◆ TASK TO COMPLETE:
Send back all the data below, exactly as given.

◆ GIVEN DATA:
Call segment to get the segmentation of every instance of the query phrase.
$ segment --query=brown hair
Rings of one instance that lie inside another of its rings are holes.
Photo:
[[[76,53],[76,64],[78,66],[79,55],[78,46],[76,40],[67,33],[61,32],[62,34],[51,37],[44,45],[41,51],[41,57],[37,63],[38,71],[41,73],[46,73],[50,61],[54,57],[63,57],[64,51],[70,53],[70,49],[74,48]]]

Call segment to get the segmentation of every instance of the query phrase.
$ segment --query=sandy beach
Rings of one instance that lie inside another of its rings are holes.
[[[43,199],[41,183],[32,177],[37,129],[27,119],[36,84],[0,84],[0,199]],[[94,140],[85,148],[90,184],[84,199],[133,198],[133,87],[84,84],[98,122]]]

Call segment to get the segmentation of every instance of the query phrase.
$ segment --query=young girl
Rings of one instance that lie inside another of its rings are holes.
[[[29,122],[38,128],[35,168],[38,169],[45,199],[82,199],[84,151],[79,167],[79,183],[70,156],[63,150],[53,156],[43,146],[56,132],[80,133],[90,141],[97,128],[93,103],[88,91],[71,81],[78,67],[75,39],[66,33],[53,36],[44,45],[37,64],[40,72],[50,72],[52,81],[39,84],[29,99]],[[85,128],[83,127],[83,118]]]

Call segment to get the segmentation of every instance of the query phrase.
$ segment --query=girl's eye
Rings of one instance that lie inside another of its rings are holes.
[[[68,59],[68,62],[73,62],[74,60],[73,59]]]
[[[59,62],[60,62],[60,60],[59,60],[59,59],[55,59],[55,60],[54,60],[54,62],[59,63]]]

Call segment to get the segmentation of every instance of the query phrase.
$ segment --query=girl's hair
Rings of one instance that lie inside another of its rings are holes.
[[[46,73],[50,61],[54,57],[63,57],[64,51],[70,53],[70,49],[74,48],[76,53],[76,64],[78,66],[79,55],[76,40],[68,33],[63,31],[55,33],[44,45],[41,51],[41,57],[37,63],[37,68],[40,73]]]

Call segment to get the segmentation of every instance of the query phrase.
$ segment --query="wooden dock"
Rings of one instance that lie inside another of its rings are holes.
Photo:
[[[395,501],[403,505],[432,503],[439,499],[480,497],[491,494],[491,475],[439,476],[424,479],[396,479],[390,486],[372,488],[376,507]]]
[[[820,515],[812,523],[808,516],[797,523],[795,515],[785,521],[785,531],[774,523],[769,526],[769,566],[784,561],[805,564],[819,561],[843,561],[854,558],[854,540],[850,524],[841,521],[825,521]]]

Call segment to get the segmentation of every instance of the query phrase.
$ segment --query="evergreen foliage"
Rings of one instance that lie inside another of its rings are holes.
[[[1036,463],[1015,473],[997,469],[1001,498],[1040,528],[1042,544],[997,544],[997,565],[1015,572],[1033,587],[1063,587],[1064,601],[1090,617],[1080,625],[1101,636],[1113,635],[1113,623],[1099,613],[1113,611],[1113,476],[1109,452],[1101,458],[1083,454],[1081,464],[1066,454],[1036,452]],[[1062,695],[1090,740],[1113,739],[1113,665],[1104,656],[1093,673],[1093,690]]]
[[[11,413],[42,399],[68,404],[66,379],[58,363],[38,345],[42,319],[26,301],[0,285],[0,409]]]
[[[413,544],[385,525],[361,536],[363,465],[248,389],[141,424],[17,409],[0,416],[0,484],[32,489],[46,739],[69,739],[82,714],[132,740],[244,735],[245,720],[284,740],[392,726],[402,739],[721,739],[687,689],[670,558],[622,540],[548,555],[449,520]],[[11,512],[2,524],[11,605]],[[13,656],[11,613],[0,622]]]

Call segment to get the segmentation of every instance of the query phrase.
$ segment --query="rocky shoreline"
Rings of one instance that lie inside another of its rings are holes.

◆ RESPONSE TO THE EXERCISE:
Call segment to get the segmentation of every instance of the query phrase.
$ segment --query=brown hair
Rings of one instance that lie inside another of its rings are holes.
Photo:
[[[76,53],[76,64],[78,66],[79,55],[78,46],[76,40],[67,33],[61,32],[62,34],[51,37],[44,45],[41,51],[41,57],[37,63],[38,71],[41,73],[46,73],[50,61],[54,57],[63,57],[64,51],[70,53],[70,49],[74,48]]]

Call segment to get the segmentation of every instance of the query phrase.
$ segment --query=sandy beach
Rings of one instance that lie inside another of its rings are holes.
[[[43,199],[41,183],[32,177],[37,129],[27,119],[36,84],[0,84],[0,199]],[[94,140],[85,148],[90,184],[84,199],[133,198],[133,87],[84,84],[98,122]]]

Call segment to get the segmentation of every instance of the query phrase.
$ segment --query=young girl
Rings of one instance that lie inside another of its rings are holes.
[[[29,122],[38,128],[35,168],[38,169],[45,199],[82,199],[84,151],[79,167],[79,183],[70,156],[63,150],[53,156],[43,146],[56,132],[80,133],[90,141],[97,128],[93,103],[88,91],[71,81],[78,67],[75,39],[66,33],[53,36],[44,45],[37,64],[40,72],[50,72],[52,81],[39,84],[29,99]],[[85,128],[83,127],[83,118]]]

Call segment to get the segmentation of every instance of the query phrase.
$ segment --query=girl's eye
Rings of one instance that lie inside another of its rings are holes.
[[[68,59],[68,62],[73,62],[74,60],[73,59]]]
[[[59,62],[60,62],[60,60],[59,60],[59,59],[55,59],[55,60],[54,60],[54,62],[59,63]]]

Call segment to get the segmentation of every instance of the query phrase.
$ segment --query=girl's hair
Rings of one instance that lie inside another of its rings are holes.
[[[46,73],[50,61],[54,57],[63,57],[64,51],[70,53],[70,49],[74,48],[76,53],[76,64],[78,66],[79,55],[76,40],[68,33],[63,31],[55,33],[44,45],[41,51],[41,57],[37,63],[37,68],[40,73]]]

Call segment to get the segmentation of every instance of the query phrase.
$ segment --query="wooden dock"
Rings of one instance that lie inside another of its rings are holes.
Photo:
[[[395,501],[403,505],[432,503],[439,499],[480,497],[491,494],[491,475],[439,476],[424,479],[396,479],[390,486],[372,488],[376,507]]]
[[[820,515],[812,523],[808,516],[797,523],[795,515],[785,521],[785,531],[774,523],[769,526],[769,566],[784,561],[805,564],[819,561],[843,561],[854,558],[854,540],[850,524],[841,521],[825,521]]]

Call segment to get the segmentation of every instance of the query phrase.
$ segment --query="evergreen foliage"
Rings of one instance that lie inside another of its rings are holes.
[[[1036,463],[1015,473],[997,469],[1001,498],[1040,528],[1042,544],[997,544],[997,565],[1015,572],[1033,587],[1063,587],[1064,601],[1090,617],[1080,625],[1101,636],[1113,635],[1113,623],[1099,613],[1113,611],[1113,476],[1109,452],[1101,458],[1083,454],[1081,464],[1066,454],[1036,452]],[[1062,695],[1090,740],[1113,739],[1113,665],[1104,656],[1093,673],[1093,690]]]
[[[11,413],[42,399],[68,404],[66,379],[58,363],[38,345],[42,319],[26,301],[0,285],[0,409]]]
[[[413,544],[385,525],[361,536],[363,465],[248,389],[141,424],[17,409],[0,416],[0,484],[32,489],[46,739],[69,739],[82,714],[132,740],[244,735],[245,720],[284,740],[392,726],[402,739],[721,739],[687,689],[670,558],[622,540],[548,555],[449,520]],[[11,512],[2,524],[11,605]],[[13,656],[11,613],[0,622]]]

Call segment to get the segmentation of every instance of the query phrase.
$ segment --query="rocky shoreline"
Rings of one instance that lie inside another of its rings are holes.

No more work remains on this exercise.